해야 할 일: 아래 기록에서 "soil"라는 단어가 들어 있는 줄을 세어 그 수만 쓰세요. 대문자와 소문자는 구분합니다.

주어진 자료:
##############################

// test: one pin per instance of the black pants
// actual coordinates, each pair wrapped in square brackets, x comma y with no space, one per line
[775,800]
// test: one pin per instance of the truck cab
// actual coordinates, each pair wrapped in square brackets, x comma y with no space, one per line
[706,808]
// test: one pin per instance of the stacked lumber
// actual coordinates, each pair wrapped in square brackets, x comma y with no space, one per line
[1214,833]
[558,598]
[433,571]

##############################

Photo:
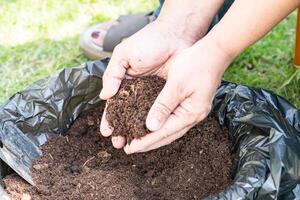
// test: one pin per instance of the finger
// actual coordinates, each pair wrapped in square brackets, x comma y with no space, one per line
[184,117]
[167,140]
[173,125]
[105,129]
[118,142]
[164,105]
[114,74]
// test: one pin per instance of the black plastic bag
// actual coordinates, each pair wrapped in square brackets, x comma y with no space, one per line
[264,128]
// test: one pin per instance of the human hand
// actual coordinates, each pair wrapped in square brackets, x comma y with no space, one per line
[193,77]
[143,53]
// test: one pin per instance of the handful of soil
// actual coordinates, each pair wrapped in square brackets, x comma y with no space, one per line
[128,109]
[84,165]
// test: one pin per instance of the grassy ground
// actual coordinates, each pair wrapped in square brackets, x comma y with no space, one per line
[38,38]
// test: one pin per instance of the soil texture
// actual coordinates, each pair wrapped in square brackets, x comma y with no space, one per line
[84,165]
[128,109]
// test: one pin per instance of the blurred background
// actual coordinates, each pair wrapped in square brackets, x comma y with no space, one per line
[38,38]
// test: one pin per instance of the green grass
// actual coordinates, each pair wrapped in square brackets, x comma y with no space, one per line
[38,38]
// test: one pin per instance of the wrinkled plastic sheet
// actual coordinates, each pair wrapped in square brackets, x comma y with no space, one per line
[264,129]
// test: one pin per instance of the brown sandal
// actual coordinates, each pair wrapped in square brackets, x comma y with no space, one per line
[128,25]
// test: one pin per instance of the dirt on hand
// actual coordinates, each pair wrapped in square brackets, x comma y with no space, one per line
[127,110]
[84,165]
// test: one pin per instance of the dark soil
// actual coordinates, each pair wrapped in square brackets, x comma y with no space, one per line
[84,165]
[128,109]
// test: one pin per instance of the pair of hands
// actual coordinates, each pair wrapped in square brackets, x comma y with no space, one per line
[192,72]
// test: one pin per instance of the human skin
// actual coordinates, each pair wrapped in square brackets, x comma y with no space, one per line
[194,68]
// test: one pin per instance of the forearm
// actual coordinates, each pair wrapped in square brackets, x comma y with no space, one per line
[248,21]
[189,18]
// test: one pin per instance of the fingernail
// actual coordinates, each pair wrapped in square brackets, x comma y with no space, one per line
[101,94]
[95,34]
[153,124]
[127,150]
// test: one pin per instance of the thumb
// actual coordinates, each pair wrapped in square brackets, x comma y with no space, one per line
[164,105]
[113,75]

##############################

예상 답: 3